■ ASSIGNMENT:
Word for word, copy every line of the data.

■ DATASET EXCERPTS:

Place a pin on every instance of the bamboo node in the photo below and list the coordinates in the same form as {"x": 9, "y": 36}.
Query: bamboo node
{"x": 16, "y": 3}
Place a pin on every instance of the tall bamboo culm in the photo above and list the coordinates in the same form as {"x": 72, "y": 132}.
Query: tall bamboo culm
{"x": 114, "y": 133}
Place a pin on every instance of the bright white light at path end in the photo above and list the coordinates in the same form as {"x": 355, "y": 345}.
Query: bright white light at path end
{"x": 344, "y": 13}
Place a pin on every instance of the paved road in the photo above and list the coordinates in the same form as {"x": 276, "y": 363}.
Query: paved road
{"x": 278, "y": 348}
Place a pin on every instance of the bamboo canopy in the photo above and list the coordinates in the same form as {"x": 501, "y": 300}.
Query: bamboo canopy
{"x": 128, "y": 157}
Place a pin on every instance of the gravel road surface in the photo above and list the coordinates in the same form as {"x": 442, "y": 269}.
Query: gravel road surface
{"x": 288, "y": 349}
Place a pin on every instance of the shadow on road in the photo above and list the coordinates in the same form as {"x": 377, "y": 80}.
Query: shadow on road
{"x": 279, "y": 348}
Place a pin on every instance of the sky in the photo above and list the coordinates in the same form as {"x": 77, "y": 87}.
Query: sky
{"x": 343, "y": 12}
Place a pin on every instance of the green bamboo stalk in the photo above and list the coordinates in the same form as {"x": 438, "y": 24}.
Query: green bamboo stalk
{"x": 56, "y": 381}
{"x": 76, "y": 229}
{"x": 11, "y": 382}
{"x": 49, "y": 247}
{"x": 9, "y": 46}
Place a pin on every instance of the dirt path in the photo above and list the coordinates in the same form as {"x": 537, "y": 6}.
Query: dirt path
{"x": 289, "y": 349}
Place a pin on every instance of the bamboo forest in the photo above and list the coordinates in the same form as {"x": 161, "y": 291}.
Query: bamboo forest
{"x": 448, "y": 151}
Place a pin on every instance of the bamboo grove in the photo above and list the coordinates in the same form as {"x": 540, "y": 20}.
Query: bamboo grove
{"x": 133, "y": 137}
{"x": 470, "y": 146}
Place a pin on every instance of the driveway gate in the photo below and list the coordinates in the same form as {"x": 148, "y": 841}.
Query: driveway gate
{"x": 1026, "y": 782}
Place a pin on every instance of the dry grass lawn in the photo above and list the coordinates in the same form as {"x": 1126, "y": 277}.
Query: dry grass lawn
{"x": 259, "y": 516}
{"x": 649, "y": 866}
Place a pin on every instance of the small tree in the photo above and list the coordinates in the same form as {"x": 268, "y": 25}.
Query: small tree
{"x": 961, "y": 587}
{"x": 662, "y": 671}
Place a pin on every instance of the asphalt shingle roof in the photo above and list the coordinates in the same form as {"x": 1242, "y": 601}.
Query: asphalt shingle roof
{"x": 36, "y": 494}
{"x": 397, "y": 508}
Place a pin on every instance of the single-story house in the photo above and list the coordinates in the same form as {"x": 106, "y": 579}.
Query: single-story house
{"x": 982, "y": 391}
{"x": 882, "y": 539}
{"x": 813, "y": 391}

■ TASK SOLUTION:
Place a pin on every instance of the bamboo node in the photo below and list the coordinates in the same form as {"x": 9, "y": 36}.
Query: bamboo node
{"x": 16, "y": 3}
Place a pin on every instance of the tall bamboo culm in the photo above and list the coordinates in the same form as {"x": 72, "y": 132}.
Query: tall bamboo culm
{"x": 114, "y": 133}
Place a pin on every instance of the bright white light at path end in the photo above and list the coordinates in the same form as {"x": 355, "y": 345}.
Query: bright white light at path end
{"x": 344, "y": 13}
Place a pin on every instance of the paved road in the photo above and list the coordinates in the same form as {"x": 276, "y": 363}.
Query: paved road
{"x": 278, "y": 348}
Place a pin on every instance of the bamboo canopy in the photo above and list the coordinates in the same form as {"x": 501, "y": 300}.
Query: bamboo canopy
{"x": 128, "y": 157}
Place a pin on every instance of the gravel road surface in the photo above and list the coordinates in the same form as {"x": 442, "y": 269}.
Query: gravel road surface
{"x": 288, "y": 349}
Place a pin on every instance of the shadow on road in the photo above and list the coordinates in the same form as {"x": 377, "y": 80}.
Query: shadow on road
{"x": 279, "y": 348}
Place a pin on every instance of the sky in the photo above and list the coordinates in the same form as {"x": 77, "y": 87}.
Query: sky
{"x": 343, "y": 12}
Place a pin on every instance of the green bamboo stalk in the photo above and list the coordinates in the same form as {"x": 438, "y": 24}.
Query: green bamboo stalk
{"x": 56, "y": 381}
{"x": 76, "y": 229}
{"x": 11, "y": 382}
{"x": 49, "y": 247}
{"x": 9, "y": 46}
Place a pin on every instance of the dirt path in the photo above and list the coordinates in the same form as {"x": 537, "y": 6}.
Query: dirt path
{"x": 289, "y": 349}
Place a pin on every instance of the bamboo forest in the photo above and list the coordinates in the same form as {"x": 161, "y": 291}.
Query: bamboo forest
{"x": 448, "y": 151}
Place a pin on every instance of the bamboo grove in the photo above and list the coordinates in the same form as {"x": 540, "y": 20}.
Query: bamboo grove
{"x": 133, "y": 137}
{"x": 470, "y": 146}
Place a pin on every instance of the driveway gate in the photo below and list the coordinates in the same form as {"x": 148, "y": 841}.
Query: driveway gate
{"x": 1026, "y": 782}
Place a pin on every instance of the dry grass lawn in the photo above and list the coordinates in the same form as {"x": 1126, "y": 277}.
Query: dry grass lawn
{"x": 259, "y": 516}
{"x": 649, "y": 866}
Place a pin on every instance of the small tree in the photo above and list the coordinates in the same form as {"x": 268, "y": 25}.
Query: small tree
{"x": 961, "y": 587}
{"x": 662, "y": 671}
Place a pin on every instance of the asphalt shingle roof in the photo above and list the coordinates in the same form as {"x": 1242, "y": 601}.
Query: asphalt shingle roof
{"x": 36, "y": 494}
{"x": 397, "y": 508}
Place a pin on every instance of the single-story house in the photo above and list the coordinates in the same form as {"x": 106, "y": 579}.
Query: single-story house
{"x": 982, "y": 391}
{"x": 882, "y": 539}
{"x": 813, "y": 391}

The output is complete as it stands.